* **Problem**
Reproduce exactly the line in which "You are given a photograph. For the shadow" occurs and all the lines after it, ending with the last line.
════════
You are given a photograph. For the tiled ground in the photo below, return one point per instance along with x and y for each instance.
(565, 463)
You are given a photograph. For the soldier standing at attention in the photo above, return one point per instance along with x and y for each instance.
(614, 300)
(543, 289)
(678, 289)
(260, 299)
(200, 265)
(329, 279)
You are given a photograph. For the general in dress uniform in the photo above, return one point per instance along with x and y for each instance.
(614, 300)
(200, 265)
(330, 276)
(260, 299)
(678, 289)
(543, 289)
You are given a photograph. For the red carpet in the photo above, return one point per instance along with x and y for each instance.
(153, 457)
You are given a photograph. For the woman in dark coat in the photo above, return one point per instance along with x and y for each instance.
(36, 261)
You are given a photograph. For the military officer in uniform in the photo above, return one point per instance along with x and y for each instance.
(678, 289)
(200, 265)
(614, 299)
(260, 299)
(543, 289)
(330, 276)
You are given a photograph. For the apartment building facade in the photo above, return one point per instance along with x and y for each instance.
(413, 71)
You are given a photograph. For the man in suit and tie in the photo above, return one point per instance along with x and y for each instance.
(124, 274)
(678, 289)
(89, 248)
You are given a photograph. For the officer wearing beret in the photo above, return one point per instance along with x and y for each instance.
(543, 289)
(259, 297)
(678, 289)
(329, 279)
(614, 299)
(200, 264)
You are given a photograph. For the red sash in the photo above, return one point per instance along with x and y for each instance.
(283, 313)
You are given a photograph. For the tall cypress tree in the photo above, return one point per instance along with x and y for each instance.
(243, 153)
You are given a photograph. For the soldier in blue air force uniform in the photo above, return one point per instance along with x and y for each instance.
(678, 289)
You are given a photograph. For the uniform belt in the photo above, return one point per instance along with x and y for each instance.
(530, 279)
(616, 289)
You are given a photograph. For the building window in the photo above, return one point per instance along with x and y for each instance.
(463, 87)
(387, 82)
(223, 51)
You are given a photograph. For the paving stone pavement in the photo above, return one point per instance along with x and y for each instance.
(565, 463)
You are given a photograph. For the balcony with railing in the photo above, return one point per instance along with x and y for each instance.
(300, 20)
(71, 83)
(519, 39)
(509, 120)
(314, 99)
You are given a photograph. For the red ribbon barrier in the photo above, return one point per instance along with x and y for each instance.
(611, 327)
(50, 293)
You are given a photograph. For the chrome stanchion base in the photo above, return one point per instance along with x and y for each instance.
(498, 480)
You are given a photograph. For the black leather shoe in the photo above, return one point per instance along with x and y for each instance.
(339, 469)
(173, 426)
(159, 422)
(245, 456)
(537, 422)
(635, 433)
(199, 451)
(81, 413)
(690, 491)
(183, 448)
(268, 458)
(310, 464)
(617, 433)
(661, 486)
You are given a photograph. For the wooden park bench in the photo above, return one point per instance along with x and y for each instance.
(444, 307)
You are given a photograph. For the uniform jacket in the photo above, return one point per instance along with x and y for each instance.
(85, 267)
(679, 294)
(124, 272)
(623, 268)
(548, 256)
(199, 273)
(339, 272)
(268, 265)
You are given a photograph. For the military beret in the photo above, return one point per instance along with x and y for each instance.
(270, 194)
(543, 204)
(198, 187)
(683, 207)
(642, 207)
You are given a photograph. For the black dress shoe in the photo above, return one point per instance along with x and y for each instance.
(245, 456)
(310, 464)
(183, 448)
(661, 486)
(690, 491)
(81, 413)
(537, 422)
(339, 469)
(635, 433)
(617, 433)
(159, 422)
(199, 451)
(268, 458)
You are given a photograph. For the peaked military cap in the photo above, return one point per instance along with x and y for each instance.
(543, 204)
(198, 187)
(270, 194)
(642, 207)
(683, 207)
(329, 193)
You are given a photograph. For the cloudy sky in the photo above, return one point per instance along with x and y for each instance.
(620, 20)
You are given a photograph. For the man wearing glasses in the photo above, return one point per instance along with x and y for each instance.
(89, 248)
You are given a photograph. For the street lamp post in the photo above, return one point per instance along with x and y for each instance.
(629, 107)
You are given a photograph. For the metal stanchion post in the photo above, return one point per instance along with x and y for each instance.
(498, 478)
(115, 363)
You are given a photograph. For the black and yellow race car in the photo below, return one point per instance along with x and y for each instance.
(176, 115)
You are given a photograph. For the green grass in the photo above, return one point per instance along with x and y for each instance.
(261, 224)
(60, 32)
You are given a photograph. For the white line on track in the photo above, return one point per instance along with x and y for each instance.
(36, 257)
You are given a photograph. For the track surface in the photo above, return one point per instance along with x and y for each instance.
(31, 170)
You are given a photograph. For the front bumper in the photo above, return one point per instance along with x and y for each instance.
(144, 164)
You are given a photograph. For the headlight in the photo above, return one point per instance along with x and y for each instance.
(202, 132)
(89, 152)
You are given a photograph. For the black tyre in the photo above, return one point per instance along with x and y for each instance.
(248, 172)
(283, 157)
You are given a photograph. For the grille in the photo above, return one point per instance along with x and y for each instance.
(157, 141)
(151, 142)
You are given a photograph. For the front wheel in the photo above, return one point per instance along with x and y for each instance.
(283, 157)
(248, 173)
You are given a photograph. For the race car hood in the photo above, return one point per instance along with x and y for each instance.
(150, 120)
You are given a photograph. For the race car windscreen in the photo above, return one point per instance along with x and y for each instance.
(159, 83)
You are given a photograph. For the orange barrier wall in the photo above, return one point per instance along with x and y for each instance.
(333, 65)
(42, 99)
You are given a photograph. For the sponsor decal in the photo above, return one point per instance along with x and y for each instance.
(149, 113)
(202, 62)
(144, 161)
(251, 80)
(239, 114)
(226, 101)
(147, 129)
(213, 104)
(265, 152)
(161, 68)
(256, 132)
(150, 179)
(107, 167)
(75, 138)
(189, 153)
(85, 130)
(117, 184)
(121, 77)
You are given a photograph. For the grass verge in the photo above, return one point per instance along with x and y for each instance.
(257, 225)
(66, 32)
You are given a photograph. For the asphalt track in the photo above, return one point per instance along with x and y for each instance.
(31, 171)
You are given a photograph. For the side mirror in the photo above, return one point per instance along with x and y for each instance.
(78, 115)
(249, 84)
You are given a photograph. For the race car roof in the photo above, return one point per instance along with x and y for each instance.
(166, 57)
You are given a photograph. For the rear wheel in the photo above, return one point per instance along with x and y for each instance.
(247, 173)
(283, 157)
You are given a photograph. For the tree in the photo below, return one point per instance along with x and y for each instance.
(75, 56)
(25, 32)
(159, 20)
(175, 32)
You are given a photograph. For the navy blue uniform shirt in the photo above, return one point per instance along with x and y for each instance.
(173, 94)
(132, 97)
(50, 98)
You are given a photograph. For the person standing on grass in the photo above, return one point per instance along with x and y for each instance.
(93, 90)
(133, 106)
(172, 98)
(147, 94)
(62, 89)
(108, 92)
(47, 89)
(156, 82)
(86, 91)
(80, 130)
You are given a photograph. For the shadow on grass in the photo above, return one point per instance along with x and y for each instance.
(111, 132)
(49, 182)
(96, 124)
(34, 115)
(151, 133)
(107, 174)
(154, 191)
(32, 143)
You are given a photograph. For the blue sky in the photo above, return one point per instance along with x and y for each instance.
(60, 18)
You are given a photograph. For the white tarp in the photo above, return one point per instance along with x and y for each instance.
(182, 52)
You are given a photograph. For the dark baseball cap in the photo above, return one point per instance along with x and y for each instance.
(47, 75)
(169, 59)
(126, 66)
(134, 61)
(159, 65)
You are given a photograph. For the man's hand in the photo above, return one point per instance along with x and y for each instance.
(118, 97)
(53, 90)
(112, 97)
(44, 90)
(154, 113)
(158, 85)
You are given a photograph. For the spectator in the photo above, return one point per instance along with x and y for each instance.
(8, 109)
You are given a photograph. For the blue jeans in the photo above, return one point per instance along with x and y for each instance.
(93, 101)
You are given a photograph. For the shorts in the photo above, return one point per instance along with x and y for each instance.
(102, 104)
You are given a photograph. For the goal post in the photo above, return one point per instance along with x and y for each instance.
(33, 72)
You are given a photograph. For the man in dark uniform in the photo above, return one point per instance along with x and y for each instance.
════════
* **In response**
You are given a photograph. For the shadow on grass in the photo above, return one point per instance along with x and y for each instance.
(111, 132)
(49, 182)
(96, 124)
(34, 115)
(151, 133)
(107, 174)
(154, 191)
(32, 143)
You are given a photograph. For the blue sky in the photo above, return one point per instance along with x and y for each instance.
(60, 18)
You are given a photograph. For the white tarp in the photo above, return one point per instance along with x and y for each instance.
(182, 52)
You are given a photograph. For the dark baseball cap in the photo above, return one point per instance along with x and y for each instance.
(47, 75)
(169, 59)
(126, 66)
(134, 61)
(159, 65)
You are given a photograph. For the man's hand in the photo above, return one point per instance along with x and y for each instance.
(118, 97)
(53, 90)
(112, 97)
(44, 90)
(154, 113)
(158, 85)
You are given a photograph. For the spectator in the photo above, return one point per instance along with x and y for each instance.
(8, 109)
You are given a photograph. For the blue jeans in the photo above, return one point per instance along with x and y for each instance.
(93, 101)
You are given a photograph. For the shorts in the photo above, return one point per instance along with x and y for each instance.
(102, 104)
You are given a photograph. For the goal post in the photo above, return one point per instance along with x and y for each instance.
(33, 72)
You are given a photograph. For the man in dark uniform in the photo above, return one point per instance along with x and y for each instance.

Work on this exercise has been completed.